Aim of the task: Could you reproduce the lines below from the one with "Query: woman's smile" through the one with "One marker per instance, like [361,723]."? Keep both ends and add nothing.

Supplied material:
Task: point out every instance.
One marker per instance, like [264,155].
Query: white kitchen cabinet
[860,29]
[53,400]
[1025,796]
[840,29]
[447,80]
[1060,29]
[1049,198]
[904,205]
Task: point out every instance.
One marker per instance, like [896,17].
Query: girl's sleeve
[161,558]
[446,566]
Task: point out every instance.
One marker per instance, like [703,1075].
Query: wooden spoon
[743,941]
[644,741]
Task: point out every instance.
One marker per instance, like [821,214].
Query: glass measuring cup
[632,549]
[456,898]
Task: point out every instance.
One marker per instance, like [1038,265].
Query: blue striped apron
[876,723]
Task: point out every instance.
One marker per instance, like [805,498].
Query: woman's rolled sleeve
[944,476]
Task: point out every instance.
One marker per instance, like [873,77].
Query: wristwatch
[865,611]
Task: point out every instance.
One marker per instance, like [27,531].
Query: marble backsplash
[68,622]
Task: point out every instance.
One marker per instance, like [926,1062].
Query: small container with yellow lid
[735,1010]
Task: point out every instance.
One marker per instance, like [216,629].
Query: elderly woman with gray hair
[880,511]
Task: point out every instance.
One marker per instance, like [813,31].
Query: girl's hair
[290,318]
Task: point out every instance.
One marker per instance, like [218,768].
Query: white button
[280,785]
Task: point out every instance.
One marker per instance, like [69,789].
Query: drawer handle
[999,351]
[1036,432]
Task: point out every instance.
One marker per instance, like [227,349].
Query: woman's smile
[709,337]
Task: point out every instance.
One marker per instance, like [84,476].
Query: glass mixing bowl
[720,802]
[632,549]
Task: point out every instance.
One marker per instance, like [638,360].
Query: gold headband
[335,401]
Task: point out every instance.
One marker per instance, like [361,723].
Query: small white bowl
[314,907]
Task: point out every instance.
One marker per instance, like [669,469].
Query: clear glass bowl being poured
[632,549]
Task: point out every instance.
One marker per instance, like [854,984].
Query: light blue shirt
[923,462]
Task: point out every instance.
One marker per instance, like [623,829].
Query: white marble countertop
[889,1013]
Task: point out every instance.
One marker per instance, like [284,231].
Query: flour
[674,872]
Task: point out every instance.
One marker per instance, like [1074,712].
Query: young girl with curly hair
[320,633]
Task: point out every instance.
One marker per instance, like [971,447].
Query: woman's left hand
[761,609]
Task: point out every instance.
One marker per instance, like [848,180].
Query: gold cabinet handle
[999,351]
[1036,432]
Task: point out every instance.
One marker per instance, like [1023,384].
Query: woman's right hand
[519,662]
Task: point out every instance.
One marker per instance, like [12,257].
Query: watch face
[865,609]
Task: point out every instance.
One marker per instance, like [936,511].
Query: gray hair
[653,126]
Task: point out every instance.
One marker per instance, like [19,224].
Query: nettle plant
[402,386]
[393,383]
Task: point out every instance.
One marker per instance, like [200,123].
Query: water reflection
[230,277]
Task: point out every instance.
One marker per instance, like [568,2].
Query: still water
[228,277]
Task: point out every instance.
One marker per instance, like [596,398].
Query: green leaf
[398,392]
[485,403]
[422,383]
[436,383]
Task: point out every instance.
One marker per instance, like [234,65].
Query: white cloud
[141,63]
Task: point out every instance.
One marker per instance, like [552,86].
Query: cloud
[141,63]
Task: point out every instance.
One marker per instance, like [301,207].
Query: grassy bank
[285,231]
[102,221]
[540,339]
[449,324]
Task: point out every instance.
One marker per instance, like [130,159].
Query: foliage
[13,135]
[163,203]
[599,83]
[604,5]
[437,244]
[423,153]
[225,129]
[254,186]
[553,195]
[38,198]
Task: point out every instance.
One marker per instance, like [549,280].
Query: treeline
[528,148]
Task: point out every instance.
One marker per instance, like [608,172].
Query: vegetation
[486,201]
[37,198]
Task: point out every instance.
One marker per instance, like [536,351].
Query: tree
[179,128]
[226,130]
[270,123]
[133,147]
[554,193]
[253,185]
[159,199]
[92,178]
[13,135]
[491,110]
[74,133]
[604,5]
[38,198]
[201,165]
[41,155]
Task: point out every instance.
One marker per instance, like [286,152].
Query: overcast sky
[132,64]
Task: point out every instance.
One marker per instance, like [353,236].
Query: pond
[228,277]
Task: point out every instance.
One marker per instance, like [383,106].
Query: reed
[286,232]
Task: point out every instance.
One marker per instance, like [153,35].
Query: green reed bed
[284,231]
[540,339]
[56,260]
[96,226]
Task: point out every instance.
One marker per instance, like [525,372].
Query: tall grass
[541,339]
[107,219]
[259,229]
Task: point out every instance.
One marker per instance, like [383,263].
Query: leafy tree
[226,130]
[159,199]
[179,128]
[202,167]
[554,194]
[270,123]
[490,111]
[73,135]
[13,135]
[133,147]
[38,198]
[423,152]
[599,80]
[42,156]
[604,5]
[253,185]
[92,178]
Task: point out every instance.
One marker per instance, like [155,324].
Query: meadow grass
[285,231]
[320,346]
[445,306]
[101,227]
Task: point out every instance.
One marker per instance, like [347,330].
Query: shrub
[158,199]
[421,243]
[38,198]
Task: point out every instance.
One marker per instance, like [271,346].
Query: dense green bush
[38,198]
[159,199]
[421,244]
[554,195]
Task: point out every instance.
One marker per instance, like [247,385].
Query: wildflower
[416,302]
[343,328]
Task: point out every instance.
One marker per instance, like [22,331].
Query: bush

Exercise answer:
Query: woman's smile
[709,337]
Task: point out every instance.
One marker per instance, like [84,476].
Query: glass mixing bowl
[720,802]
[632,549]
Task: point out every instance.
One marker per instance, like [638,360].
Query: gold headband
[335,401]
Task: point out every instance.
One marker per instance, like [361,723].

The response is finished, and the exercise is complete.